Exercise material →
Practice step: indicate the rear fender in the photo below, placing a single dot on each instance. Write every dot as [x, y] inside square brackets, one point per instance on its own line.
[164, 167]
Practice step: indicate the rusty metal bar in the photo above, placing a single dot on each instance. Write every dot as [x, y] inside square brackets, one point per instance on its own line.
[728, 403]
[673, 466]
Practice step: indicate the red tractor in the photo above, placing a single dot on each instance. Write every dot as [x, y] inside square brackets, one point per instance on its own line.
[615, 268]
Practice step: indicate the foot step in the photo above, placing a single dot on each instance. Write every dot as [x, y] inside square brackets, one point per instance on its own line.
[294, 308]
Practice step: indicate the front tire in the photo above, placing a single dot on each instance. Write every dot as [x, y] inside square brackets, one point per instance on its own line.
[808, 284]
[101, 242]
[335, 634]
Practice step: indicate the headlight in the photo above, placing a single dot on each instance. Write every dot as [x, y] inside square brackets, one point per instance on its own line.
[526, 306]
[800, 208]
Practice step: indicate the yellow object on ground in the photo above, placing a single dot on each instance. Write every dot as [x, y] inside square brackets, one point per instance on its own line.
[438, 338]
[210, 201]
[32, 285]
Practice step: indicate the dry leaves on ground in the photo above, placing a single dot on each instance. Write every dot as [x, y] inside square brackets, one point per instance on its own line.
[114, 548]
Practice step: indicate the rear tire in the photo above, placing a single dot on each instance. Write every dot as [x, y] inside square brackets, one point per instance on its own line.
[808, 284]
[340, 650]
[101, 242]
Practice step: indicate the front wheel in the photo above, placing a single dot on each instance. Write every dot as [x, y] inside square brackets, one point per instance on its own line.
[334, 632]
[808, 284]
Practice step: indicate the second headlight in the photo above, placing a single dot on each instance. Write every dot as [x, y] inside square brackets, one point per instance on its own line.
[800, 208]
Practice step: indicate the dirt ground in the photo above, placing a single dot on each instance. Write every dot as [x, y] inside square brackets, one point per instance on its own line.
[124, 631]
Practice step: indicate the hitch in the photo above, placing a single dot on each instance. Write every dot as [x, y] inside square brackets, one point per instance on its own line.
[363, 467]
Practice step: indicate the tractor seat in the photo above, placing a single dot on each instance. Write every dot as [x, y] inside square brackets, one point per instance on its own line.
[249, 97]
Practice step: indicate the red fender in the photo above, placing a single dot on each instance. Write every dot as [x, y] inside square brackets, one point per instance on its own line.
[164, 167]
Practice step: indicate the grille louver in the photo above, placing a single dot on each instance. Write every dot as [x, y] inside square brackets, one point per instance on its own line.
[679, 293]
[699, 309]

Directions for this task → Output all of the material exactly.

Output of the exercise →
Practice step: indicate the rear fender in the photo below, placing a single dot on each instance. Write every dot as [x, y] inside square brackets, one point per instance on its own line.
[164, 167]
Practice step: indicate the rusty metal bar in the photo above, placing a single dot on each instance. Write every dot as [x, y] inside square brackets, one point per instance on its own line.
[728, 403]
[673, 466]
Practice step: indicate the red tractor in the photo above, placing a single dot on each instance. Write every dot as [x, y] inside square brackets, one point per instance on its own line.
[615, 268]
Practice step: indicate the foot step in the photo above, placing a single dot on each instance. Write every dot as [x, y] inside square brackets, one point per instance on its own line.
[294, 308]
Practice step: indicate the front tire in the photo above, placing a single dot on each instance. Write every dot as [x, y] inside square brackets, one point per instance on its own line.
[808, 284]
[101, 242]
[335, 634]
Practice step: indicate the headlight in the photo above, placing a single dot on each instance. Write every dot as [x, y] inside square brackets, one point per instance on its own line.
[526, 306]
[800, 208]
Practice step: indicate the yellow object on ground in the photo above, placing a single dot on each instance. Write every dot as [x, y] inside square brackets, one point per instance on its own line.
[438, 338]
[210, 201]
[32, 285]
Practice step: indicate the dry leaves on ground in the photo above, placing a single dot on each instance. Write every dot as [x, y] inside square brackets, one point per instance on its own line.
[114, 548]
Practice step: indicate the rear tire in the photo above, placing a single dot on each instance. Write every dot as [x, y] inside square brackets, one point per instance on its own line.
[808, 284]
[340, 650]
[101, 242]
Practice step: indicate the front wheel in the photo above, placing a single dot on each instance. Write every dot as [x, y] inside square brackets, one point per instance on its own line.
[334, 632]
[808, 284]
Practice step: indicate the second headlight in the photo above, placing a single dot on each instance. Write every dot as [x, y] inside square brackets, one point per instance on its own line.
[800, 208]
Practice step: indicate the dirt ground in the photo above, placing a single dot on each instance. Write every dot as [x, y] inside square brackets, one point per instance on its own line.
[124, 631]
Practice step: indicate the hitch in the photo above, placing a single dot on each instance. Write every dot as [x, y] inside square brackets, one point per instance on its own line.
[363, 467]
Practice step: indicate the tractor seat in the photo above, placing a single dot on each instance. Write every dot as [x, y] inside square brackets, one point per instance on its own line.
[249, 97]
Practice step: indicate the red fender in the photo above, placing a single dot on each instance. Write every dot as [x, y] inside square brackets, one point per instance on its own line.
[164, 167]
Practice step: indicate the grille louver in the photo above, placing a single dot on each instance. Write every dot as [x, y] inside square brackets, one point per instance on its own line.
[679, 293]
[699, 309]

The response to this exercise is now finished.